Collection entries
-----

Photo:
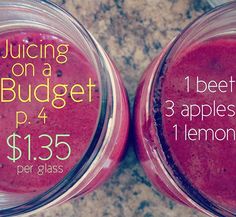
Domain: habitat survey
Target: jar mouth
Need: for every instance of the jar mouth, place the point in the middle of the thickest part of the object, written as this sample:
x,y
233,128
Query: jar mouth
x,y
200,30
98,58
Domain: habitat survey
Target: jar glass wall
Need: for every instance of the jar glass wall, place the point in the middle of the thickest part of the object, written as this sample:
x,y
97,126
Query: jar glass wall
x,y
64,110
185,142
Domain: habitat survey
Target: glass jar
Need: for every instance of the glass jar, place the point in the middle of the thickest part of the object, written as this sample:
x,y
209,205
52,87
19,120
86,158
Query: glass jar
x,y
185,142
64,110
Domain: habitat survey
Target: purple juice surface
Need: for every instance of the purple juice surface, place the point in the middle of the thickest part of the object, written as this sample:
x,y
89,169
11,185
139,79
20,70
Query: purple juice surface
x,y
79,120
208,164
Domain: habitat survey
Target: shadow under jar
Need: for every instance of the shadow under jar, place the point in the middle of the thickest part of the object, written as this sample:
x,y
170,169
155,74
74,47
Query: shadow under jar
x,y
64,114
185,115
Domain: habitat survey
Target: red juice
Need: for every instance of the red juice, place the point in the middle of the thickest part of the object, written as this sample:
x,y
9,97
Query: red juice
x,y
205,159
77,119
185,115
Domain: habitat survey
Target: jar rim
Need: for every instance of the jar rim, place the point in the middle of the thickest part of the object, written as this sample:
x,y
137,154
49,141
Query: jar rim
x,y
106,110
182,185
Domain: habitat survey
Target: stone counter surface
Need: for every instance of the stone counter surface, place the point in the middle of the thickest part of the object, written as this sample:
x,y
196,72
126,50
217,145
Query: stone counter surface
x,y
132,32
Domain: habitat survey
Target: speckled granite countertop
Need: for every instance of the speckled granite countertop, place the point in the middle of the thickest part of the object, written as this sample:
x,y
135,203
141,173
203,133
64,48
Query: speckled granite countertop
x,y
132,32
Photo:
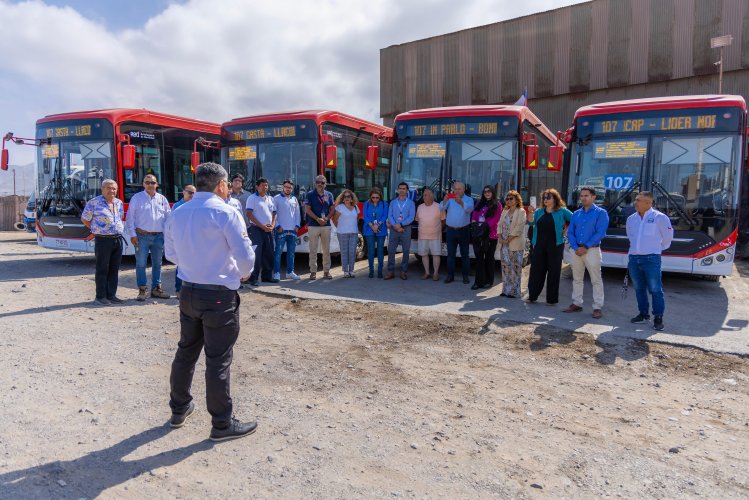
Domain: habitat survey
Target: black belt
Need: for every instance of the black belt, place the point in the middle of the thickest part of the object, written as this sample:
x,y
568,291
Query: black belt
x,y
201,286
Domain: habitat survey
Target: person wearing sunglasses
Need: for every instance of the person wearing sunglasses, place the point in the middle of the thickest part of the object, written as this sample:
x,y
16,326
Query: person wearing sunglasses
x,y
548,225
319,210
484,221
375,229
346,220
511,239
146,216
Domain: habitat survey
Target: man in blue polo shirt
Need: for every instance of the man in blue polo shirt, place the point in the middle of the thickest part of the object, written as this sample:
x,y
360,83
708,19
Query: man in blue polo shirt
x,y
319,210
585,232
458,220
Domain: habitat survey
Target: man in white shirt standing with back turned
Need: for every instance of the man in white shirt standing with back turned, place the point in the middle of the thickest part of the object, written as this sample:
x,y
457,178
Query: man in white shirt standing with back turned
x,y
208,241
649,232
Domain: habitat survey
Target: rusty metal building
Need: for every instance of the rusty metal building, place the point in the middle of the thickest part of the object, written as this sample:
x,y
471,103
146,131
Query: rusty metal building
x,y
598,51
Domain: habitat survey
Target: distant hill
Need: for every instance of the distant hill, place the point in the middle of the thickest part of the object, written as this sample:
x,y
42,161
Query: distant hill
x,y
25,179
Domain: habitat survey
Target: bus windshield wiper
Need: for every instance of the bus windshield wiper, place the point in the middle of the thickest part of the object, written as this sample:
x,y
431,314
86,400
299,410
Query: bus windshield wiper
x,y
657,185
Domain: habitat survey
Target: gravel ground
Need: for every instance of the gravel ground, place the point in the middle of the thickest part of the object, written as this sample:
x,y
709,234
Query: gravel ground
x,y
351,399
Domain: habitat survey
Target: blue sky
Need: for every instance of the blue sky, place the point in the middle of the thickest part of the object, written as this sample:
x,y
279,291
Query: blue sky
x,y
212,59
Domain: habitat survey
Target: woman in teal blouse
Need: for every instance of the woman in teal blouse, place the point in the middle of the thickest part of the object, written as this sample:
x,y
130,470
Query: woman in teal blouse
x,y
548,246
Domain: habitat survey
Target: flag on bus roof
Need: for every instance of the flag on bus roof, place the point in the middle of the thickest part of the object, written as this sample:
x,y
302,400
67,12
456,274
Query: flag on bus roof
x,y
523,101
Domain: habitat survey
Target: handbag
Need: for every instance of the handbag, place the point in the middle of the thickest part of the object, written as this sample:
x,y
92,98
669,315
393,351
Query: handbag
x,y
479,230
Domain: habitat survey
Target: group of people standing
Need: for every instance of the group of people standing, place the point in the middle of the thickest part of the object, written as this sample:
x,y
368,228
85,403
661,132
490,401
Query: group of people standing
x,y
207,236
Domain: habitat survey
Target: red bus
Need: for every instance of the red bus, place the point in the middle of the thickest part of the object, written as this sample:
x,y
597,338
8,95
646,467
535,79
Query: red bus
x,y
77,151
507,147
687,151
351,153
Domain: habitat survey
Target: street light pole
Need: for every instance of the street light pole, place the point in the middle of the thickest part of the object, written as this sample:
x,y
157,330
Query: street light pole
x,y
720,42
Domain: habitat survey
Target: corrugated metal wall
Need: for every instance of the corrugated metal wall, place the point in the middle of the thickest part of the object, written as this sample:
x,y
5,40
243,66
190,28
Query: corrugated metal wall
x,y
590,52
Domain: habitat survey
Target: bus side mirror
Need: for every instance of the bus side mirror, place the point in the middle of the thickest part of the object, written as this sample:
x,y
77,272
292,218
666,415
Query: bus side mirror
x,y
128,156
194,160
371,161
531,157
331,156
556,154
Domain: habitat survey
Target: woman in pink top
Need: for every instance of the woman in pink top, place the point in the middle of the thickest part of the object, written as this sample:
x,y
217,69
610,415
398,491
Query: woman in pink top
x,y
429,216
484,221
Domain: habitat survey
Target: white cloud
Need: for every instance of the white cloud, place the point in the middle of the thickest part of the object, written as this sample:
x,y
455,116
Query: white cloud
x,y
216,60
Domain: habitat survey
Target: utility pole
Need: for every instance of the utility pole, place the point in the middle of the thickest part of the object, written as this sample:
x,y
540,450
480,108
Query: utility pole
x,y
720,42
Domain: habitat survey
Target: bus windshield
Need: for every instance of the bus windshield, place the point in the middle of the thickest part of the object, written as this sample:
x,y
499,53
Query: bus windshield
x,y
692,177
476,163
73,163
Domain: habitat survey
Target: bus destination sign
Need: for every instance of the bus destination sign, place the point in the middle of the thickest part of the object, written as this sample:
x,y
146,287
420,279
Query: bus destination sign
x,y
265,133
70,131
657,124
480,128
620,149
426,150
242,153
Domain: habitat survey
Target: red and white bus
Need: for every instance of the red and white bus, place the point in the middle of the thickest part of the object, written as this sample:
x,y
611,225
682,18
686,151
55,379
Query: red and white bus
x,y
350,152
688,151
77,151
507,147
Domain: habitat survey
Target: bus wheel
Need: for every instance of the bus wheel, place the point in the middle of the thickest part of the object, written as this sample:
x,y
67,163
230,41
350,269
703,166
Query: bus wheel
x,y
361,247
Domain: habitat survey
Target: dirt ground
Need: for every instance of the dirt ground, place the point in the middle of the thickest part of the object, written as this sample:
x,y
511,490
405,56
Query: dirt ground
x,y
351,400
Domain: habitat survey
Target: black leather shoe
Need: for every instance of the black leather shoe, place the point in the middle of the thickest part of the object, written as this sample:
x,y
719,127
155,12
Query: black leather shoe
x,y
178,420
235,430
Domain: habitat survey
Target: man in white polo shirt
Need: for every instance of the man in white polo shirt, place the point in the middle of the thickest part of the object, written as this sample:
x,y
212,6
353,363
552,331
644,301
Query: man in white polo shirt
x,y
261,212
649,232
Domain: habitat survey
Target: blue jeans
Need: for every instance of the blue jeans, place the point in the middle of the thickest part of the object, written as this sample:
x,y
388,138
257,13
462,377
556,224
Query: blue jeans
x,y
645,271
287,238
375,244
458,237
153,244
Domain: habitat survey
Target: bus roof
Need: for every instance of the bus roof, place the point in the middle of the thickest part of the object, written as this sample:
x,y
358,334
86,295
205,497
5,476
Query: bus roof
x,y
117,115
521,112
655,103
318,116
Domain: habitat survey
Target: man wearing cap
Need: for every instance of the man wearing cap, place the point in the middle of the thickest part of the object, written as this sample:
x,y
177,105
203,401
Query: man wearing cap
x,y
207,239
146,215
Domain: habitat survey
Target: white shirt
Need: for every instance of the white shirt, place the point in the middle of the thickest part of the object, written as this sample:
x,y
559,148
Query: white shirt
x,y
147,213
348,220
262,208
288,216
208,240
650,234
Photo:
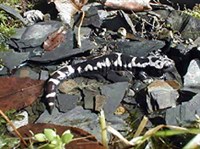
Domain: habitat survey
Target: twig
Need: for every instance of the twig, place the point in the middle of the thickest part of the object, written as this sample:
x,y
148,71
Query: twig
x,y
14,128
141,126
103,129
79,29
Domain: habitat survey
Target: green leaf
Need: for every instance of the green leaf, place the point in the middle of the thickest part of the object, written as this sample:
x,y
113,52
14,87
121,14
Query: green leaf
x,y
67,137
56,140
40,137
50,134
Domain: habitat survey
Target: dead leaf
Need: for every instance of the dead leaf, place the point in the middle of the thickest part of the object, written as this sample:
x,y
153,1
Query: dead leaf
x,y
133,5
83,139
17,93
68,8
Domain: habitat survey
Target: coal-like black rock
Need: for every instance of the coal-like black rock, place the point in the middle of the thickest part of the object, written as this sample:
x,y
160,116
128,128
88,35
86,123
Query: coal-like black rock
x,y
65,50
77,117
114,94
67,102
44,75
27,72
92,18
191,78
89,98
139,48
34,35
11,59
185,113
187,25
13,12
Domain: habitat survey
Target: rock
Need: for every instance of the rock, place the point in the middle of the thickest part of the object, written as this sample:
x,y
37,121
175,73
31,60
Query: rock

-----

> [Task goal] Please find each line in the records above that contains the word "granite" and copy those lines out. Case counts.

> [In response]
Target: speckled granite countertop
Need: for every instance of the speckled granite countertop, place the point in the middle of the thickest part of the object, written as this sample:
Query: speckled granite countertop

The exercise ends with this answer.